** Start of TASK INPUTS **

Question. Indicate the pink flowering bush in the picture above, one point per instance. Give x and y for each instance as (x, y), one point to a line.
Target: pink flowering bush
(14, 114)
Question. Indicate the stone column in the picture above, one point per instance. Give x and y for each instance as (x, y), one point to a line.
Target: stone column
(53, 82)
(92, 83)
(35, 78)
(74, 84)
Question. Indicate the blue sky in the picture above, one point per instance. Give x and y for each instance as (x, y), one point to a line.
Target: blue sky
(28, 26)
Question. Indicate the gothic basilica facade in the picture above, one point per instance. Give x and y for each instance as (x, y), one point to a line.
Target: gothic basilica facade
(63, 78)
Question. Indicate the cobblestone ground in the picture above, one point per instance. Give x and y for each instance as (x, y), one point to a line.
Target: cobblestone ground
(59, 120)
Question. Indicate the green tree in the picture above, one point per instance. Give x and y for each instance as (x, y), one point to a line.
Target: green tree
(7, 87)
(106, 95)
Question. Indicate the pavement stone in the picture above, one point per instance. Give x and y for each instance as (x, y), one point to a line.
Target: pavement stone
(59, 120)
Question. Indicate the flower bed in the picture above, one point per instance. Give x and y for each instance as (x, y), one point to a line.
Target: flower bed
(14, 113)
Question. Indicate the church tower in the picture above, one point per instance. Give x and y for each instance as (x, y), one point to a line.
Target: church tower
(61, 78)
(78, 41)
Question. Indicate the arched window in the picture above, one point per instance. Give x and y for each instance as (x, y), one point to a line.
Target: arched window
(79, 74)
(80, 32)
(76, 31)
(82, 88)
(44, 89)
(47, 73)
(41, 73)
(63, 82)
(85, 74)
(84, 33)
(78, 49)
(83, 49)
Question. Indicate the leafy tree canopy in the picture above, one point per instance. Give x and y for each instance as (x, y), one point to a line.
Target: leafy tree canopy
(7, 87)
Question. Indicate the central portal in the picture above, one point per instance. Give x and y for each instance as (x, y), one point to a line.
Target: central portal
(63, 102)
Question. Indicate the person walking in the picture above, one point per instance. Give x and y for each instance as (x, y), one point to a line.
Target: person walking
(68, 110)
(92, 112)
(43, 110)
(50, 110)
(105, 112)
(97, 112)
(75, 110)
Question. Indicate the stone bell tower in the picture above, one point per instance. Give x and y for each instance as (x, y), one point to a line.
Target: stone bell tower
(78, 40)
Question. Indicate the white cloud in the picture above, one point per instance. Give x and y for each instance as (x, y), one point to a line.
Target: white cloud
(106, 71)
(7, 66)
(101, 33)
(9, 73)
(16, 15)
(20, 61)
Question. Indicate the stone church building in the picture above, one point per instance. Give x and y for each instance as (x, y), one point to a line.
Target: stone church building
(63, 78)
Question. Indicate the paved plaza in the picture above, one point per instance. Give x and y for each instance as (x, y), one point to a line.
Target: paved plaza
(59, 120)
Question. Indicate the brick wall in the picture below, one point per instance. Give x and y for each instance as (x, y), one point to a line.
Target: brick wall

** End of TASK INPUTS **

### [TASK DIRECTIONS]
Recast the listing above as a JSON list of strings, with one string per line and any blank lines omitted.

### [FINISHED EXERCISE]
[
  "Question. Indicate the pink flowering bush in the picture above, one point per instance. Give x and y for each instance as (x, y), one point to a line.",
  "Target: pink flowering bush",
  "(14, 114)",
  "Question. Indicate the stone column in the picture above, one point per instance. Give x and y for each instance as (x, y), one point to a line.",
  "Target: stone column",
  "(53, 82)",
  "(92, 83)",
  "(35, 78)",
  "(74, 84)",
  "Question. Indicate the blue sky in the picture above, one point per instance. Give x and y for each instance as (x, y), one point to a line.",
  "Target: blue sky",
  "(28, 26)",
  "Question. Indicate the gothic basilica facade in the picture above, one point per instance. Give x and y for each instance as (x, y), one point to a line.",
  "Target: gothic basilica facade",
  "(63, 78)",
  "Question. Indicate the cobblestone ground in the picture above, one point per instance. Give x and y for each instance as (x, y), one point to a line.",
  "Target: cobblestone ground",
  "(59, 120)",
  "Question. Indicate the green tree in the picture above, one point per instance. Give x and y for each instance as (x, y), one point to a line.",
  "Target: green tree",
  "(7, 87)",
  "(106, 95)",
  "Question. Indicate the pavement stone in the picture above, one point per instance. Give x and y for each instance as (x, y), one point to a line.",
  "Target: pavement stone",
  "(59, 120)",
  "Question. Indicate the flower bed in the picture above, one point per instance. Give x and y for each instance as (x, y), one point to a line.",
  "Target: flower bed",
  "(14, 113)",
  "Question. Indicate the church tower in the picture above, one point per instance. Give x and y for each instance as (x, y), one point to a line.",
  "Target: church tower",
  "(61, 78)",
  "(78, 41)",
  "Question. Indicate the arched window in the picture above, one point per instance. Give x and y for each instance as (x, y), one point to a line.",
  "Target: arched window",
  "(79, 74)",
  "(80, 32)",
  "(76, 31)",
  "(82, 88)",
  "(44, 89)",
  "(47, 73)",
  "(41, 73)",
  "(63, 82)",
  "(85, 74)",
  "(84, 33)",
  "(78, 49)",
  "(83, 49)",
  "Question. Indicate the leafy tree canopy in the picture above, one point per instance. Give x and y for each instance as (x, y), one point to a line.",
  "Target: leafy tree canopy",
  "(7, 87)",
  "Question. Indicate the central portal in the picture above, one point per instance. Give x and y for each instance as (x, y), one point to a line.",
  "Target: central portal",
  "(63, 102)",
  "Question. Indicate the person walking in the picture above, one point per instance. Give x and y for each instance as (x, y), one point to a line.",
  "Target: person walking",
  "(68, 110)",
  "(92, 112)",
  "(43, 110)",
  "(50, 110)",
  "(105, 112)",
  "(97, 112)",
  "(75, 110)",
  "Question. Indicate the stone bell tower in the picture above, one point per instance. Give x and y for each instance as (x, y), one point to a line.",
  "Target: stone bell tower",
  "(78, 40)",
  "Question. Indicate the white cloud in the picture above, one point per instance. Give x and y for each instance as (x, y), one point to a line.",
  "Target: white cloud",
  "(106, 71)",
  "(7, 66)",
  "(101, 33)",
  "(9, 73)",
  "(16, 15)",
  "(20, 61)",
  "Question. Indicate the stone church building in the picture above, one point per instance. Give x and y for each instance as (x, y), one point to a line.",
  "Target: stone church building",
  "(63, 78)",
  "Question. Indicate the paved plaza in the picture above, one point per instance. Give x and y for each instance as (x, y), one point to a line.",
  "Target: paved plaza",
  "(59, 120)",
  "Question. Indicate the brick wall in the picture below, one point per instance. Give x and y for each instance as (x, y), one point to a line.",
  "Target: brick wall"
]